Image: Eintracht Frankfurt

German banking and financial services company Deutsche Bank has expanded its relationship with Eintracht Frankfurt by taking on the naming rights to the Bundesliga club’s stadium.

The two parties have agreed a seven-year deal that will run until June 30, 2027. The deal includes the option of an extension and officially renames the stadium as Deutsche Bank Park.

Deutsche Bank replaces rival banking company Commerzbank as the naming-rights sponsor of the 51,500-seat stadium, which had been known as the Commerzbank Arena since May 2005. Commerzbank has also sponsored Eintracht since the 2002-03 season.

Deutsche Bank is to pay a total of €38m ($40.9m) – an average of €5.4m per season – according to the Bild newspaper.

Uwe Hellmann, head of brand management at Commerzbank, said that the Bundesliga club offered the naming rights “in an open bidding process” and that Commerzbank made a “fair and attractive offer”.

Commerzbank’s existing five-year naming rights deal was announced in February 2015 and expires at the end of the 2019-20 season. That deal is reported to be worth at least €3.5m per year.

Deutsche Bank has sponsored Eintracht since December 2017. As a premium partner of Eintracht, the company has worked with the club to develop new digital business models.

• TASK INSTRUCTIONS
**a.** In the stadium naming-rights article, until what date does Deutsche Bank's deal run?
**b.** Repeat the stadium naming-rights article word for word from "Image: Eintracht Frankfurt" to "the Bild newspaper.".
You can leave the entries aside; nothing here depends on them.

• INFORMATION PROVIDED
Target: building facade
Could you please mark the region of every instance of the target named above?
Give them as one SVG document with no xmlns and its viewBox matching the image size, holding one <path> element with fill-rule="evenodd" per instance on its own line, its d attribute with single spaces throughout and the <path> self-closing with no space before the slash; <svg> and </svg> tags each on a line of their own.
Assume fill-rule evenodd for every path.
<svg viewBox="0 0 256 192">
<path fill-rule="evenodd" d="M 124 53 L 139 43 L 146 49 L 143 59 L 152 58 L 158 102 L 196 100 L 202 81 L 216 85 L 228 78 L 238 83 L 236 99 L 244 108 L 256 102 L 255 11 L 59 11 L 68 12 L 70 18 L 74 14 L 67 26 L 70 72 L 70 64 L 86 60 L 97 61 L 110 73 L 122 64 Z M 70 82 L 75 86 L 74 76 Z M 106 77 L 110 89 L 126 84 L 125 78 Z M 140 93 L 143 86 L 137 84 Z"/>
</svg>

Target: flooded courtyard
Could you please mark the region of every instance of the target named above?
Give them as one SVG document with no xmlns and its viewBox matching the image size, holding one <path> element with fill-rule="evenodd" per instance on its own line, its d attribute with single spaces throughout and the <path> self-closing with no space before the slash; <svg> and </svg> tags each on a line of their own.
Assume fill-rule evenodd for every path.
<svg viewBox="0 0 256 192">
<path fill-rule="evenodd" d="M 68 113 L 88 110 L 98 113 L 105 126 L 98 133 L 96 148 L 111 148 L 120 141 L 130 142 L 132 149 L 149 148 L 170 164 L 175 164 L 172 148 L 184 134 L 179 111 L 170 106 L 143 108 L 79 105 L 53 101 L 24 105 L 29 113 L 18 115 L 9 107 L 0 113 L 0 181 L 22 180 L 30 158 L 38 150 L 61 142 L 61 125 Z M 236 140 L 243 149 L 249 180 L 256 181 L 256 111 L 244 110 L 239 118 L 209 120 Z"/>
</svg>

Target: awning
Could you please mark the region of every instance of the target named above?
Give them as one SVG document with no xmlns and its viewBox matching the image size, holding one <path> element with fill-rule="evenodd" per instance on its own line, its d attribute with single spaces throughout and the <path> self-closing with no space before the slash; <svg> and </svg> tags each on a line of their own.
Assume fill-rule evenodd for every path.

• PROBLEM SOLUTIONS
**a.** June 30, 2027.

**b.**
Image: Eintracht Frankfurt

German banking and financial services company Deutsche Bank has expanded its relationship with Eintracht Frankfurt by taking on the naming rights to the Bundesliga club’s stadium.

The two parties have agreed a seven-year deal that will run until June 30, 2027. The deal includes the option of an extension and officially renames the stadium as Deutsche Bank Park.

Deutsche Bank replaces rival banking company Commerzbank as the naming-rights sponsor of the 51,500-seat stadium, which had been known as the Commerzbank Arena since May 2005. Commerzbank has also sponsored Eintracht since the 2002-03 season.

Deutsche Bank is to pay a total of €38m ($40.9m) – an average of €5.4m per season – according to the Bild newspaper.